→ YOUR OBJECTIVE:
Copy all of the material below word for word, line by line, and leave the pictures out.

=== DATASET ROWS ===

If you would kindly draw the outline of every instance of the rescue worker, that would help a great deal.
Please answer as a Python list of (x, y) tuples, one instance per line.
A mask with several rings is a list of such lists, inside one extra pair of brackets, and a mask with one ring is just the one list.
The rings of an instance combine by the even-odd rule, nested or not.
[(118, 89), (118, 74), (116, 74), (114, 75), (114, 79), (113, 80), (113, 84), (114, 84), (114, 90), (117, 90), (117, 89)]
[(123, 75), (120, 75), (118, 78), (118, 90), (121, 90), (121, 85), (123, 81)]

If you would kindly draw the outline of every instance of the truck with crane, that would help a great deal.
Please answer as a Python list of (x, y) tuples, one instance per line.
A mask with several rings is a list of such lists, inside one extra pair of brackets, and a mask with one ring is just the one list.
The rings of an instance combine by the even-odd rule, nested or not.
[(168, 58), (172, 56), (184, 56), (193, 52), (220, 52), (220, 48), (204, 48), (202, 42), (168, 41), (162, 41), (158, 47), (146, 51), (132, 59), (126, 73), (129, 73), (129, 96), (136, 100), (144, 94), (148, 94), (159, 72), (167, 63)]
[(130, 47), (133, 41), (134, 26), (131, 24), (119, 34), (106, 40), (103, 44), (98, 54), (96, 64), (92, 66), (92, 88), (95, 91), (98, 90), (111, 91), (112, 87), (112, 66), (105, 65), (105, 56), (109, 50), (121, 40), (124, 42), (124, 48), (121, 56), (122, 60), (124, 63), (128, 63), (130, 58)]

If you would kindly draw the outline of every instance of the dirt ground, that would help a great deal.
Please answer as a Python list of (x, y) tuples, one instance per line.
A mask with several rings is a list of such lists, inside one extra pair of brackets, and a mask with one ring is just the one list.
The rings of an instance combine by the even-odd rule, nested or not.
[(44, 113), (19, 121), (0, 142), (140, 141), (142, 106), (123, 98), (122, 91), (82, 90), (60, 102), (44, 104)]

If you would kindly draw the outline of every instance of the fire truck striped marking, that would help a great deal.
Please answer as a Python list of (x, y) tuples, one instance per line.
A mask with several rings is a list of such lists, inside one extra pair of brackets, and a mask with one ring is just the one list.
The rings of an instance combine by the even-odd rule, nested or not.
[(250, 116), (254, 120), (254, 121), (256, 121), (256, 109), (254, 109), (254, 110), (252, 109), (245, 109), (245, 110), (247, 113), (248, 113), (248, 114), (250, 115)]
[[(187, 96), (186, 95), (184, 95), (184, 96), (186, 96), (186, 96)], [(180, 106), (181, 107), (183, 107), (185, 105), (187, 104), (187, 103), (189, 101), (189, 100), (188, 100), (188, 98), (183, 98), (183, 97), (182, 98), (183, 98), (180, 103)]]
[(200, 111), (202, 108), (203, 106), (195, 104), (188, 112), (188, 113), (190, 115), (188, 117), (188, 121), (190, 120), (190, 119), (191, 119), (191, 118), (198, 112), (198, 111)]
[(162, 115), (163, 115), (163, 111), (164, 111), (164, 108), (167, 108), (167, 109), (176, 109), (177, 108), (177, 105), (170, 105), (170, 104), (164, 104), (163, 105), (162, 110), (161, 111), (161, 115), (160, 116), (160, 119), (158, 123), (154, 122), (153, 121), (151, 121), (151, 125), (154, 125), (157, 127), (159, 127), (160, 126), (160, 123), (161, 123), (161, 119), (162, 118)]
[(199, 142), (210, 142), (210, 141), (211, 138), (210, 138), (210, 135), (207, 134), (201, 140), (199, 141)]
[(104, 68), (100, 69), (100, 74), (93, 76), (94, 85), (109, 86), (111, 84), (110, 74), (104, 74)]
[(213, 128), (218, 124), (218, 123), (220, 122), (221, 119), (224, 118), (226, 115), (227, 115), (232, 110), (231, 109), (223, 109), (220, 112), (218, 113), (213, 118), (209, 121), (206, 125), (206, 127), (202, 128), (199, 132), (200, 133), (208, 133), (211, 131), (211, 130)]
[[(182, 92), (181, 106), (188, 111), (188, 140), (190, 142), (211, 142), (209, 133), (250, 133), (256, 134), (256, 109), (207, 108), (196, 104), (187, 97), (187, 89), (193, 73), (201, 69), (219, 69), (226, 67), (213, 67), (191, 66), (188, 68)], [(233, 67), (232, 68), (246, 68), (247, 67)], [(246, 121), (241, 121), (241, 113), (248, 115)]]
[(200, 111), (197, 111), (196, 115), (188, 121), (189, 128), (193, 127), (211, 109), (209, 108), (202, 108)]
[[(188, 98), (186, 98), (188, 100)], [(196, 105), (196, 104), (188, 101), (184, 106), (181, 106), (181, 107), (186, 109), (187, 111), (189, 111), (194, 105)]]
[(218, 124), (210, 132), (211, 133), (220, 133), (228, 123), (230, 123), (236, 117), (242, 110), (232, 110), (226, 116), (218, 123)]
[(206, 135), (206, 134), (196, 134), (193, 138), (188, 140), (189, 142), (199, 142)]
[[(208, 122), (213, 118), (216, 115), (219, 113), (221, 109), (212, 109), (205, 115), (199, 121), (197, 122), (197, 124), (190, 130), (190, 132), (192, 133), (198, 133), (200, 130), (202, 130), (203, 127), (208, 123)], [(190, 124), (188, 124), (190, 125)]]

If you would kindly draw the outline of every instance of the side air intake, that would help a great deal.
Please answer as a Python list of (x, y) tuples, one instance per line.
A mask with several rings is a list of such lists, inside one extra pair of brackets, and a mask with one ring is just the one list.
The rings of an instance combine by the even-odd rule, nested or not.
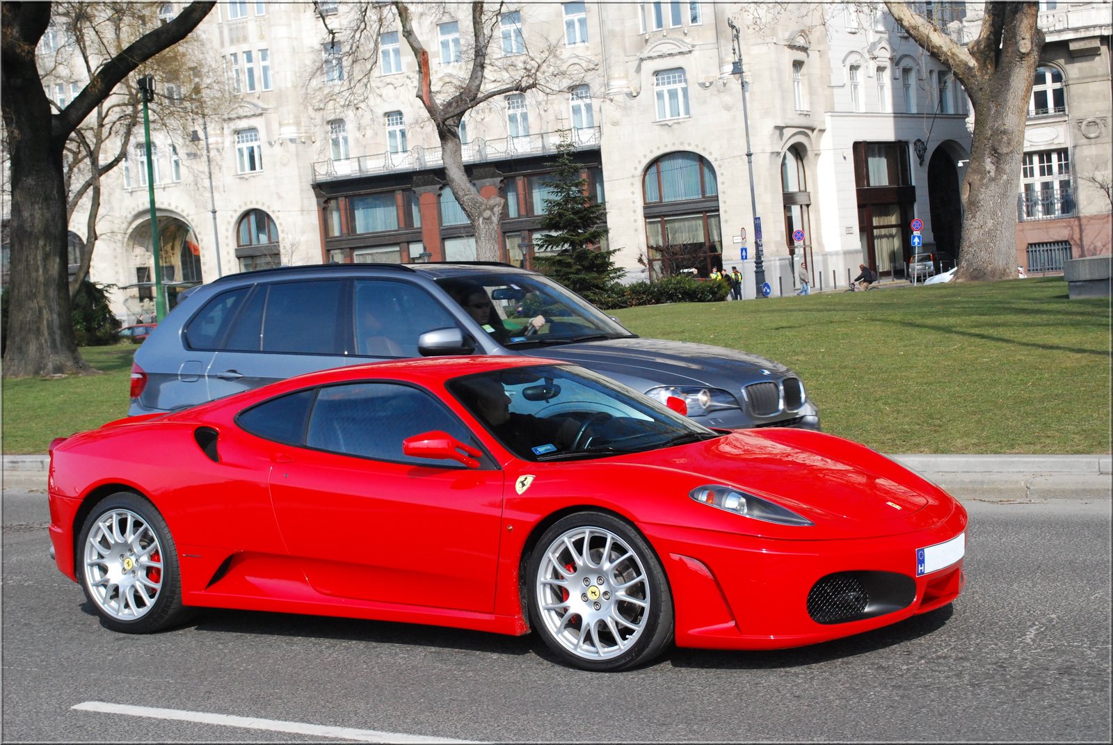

===

→ RESPONSE FOR THIS EXERCISE:
If you would kindly draw the outline of every instance of the rescue worker, that would help a great deal.
Please answer as a Python list of (x, y) tuples, one instance per line.
A mask with several rings is a list of such lists, inside one extra pair of brackets, and a mask with one ring is just the one list.
The rings of an instance combine by the even-odd rule, nested or not.
[(118, 89), (118, 74), (116, 74), (114, 75), (114, 79), (113, 80), (113, 84), (114, 84), (114, 90), (117, 90), (117, 89)]
[(123, 75), (120, 75), (118, 78), (118, 90), (121, 90), (121, 85), (123, 81)]

If you would kindly draw the outline of every instance of the truck with crane, that would help a great deal.
Please answer as a Python list of (x, y) tuples, one instance per line.
A mask with several rings is a list of such lists, inside one extra pair of brackets, and a mask with one ring is just the one list.
The rings of an instance combine by the even-odd rule, nested or not.
[(168, 58), (172, 56), (184, 56), (193, 52), (220, 52), (220, 48), (204, 48), (202, 42), (168, 41), (162, 41), (158, 47), (146, 51), (132, 59), (126, 73), (129, 73), (129, 96), (136, 100), (144, 94), (148, 94), (159, 72), (167, 63)]
[(130, 47), (133, 41), (134, 26), (131, 24), (119, 34), (106, 40), (103, 44), (98, 54), (96, 64), (92, 66), (92, 88), (95, 91), (98, 90), (111, 91), (112, 87), (112, 66), (105, 65), (105, 56), (109, 50), (121, 40), (124, 42), (124, 48), (121, 56), (122, 60), (124, 63), (128, 63), (130, 58)]

If you would kindly draw the outline of every instance of the dirt ground, that would help a great deal.
Please answer as a Python list of (x, y) tuples, one instance per line.
A mask with several rings is a list of such lists, inside one extra pair of brackets, and a mask with one ring is just the one list.
The rings of an instance combine by the even-odd rule, nested or not.
[(44, 113), (19, 121), (0, 142), (140, 141), (142, 106), (123, 98), (122, 91), (82, 90), (60, 102), (44, 104)]

If you would kindly draw the outline of every instance of the fire truck striped marking, that would help a great deal.
Please answer as a Python list of (x, y) tuples, one instance per line.
A mask with several rings is a list of such lists, inside one extra pair of brackets, and a mask with one ring is just the one list.
The rings of an instance combine by the even-odd rule, nested or not.
[(250, 116), (254, 120), (254, 121), (256, 121), (256, 109), (254, 109), (254, 110), (252, 109), (245, 109), (245, 110), (247, 113), (248, 113), (248, 114), (250, 115)]
[[(187, 96), (186, 95), (184, 95), (184, 96), (186, 96), (186, 96)], [(180, 106), (181, 107), (183, 107), (185, 105), (187, 104), (187, 103), (189, 101), (189, 100), (188, 100), (188, 98), (183, 98), (183, 97), (182, 98), (183, 98), (180, 103)]]
[(200, 111), (202, 108), (203, 106), (195, 104), (188, 112), (188, 113), (190, 115), (188, 117), (188, 121), (190, 120), (190, 119), (191, 119), (191, 118), (198, 112), (198, 111)]
[(162, 115), (163, 115), (163, 111), (164, 111), (164, 108), (167, 108), (167, 109), (176, 109), (177, 108), (177, 105), (170, 105), (170, 104), (164, 104), (163, 105), (162, 110), (161, 111), (161, 115), (160, 116), (160, 119), (158, 123), (154, 122), (153, 121), (151, 121), (151, 125), (154, 125), (157, 127), (159, 127), (160, 126), (160, 123), (161, 123), (161, 119), (162, 118)]
[(199, 142), (210, 142), (210, 141), (211, 138), (210, 138), (210, 135), (207, 134), (201, 140), (199, 141)]
[(104, 68), (100, 69), (100, 74), (93, 76), (94, 85), (109, 86), (111, 84), (110, 74), (104, 74)]
[(213, 128), (218, 124), (218, 123), (220, 122), (221, 119), (224, 118), (226, 115), (227, 115), (232, 110), (231, 109), (223, 109), (220, 112), (218, 113), (213, 118), (209, 121), (206, 125), (206, 127), (202, 128), (199, 132), (200, 133), (208, 133), (211, 131), (211, 130)]
[[(182, 92), (181, 106), (188, 111), (188, 140), (190, 142), (211, 142), (209, 133), (250, 133), (256, 134), (256, 109), (207, 108), (196, 104), (187, 97), (187, 89), (193, 73), (201, 69), (219, 69), (226, 67), (213, 67), (191, 66), (188, 68)], [(233, 67), (232, 68), (246, 68), (247, 67)], [(246, 121), (241, 121), (241, 113), (248, 115)]]
[(200, 111), (197, 111), (196, 115), (188, 121), (189, 128), (193, 127), (211, 109), (209, 108), (202, 108)]
[[(188, 98), (186, 98), (188, 100)], [(196, 105), (196, 104), (188, 101), (184, 106), (181, 106), (181, 107), (186, 109), (187, 111), (189, 111), (194, 105)]]
[(218, 124), (210, 132), (211, 133), (220, 133), (228, 123), (230, 123), (236, 117), (242, 110), (232, 110), (226, 116), (218, 123)]
[(206, 135), (206, 134), (196, 134), (193, 138), (188, 140), (189, 142), (199, 142)]
[[(208, 122), (213, 118), (216, 115), (219, 113), (221, 109), (212, 109), (205, 115), (199, 121), (197, 122), (197, 124), (190, 130), (190, 132), (192, 133), (198, 133), (200, 130), (202, 130), (203, 127), (208, 123)], [(190, 124), (188, 124), (190, 125)]]

If you would kindly draw the outline of every instance of the side air intake, that would help a great deal.
Please answer as a Python list of (x, y) tuples, one instance per line.
A mask with several rings is a list of such lists, inside one extra pair of brackets, and a mask with one ring is just the one list.
The rings of an instance combine by the even-odd rule, nested or not.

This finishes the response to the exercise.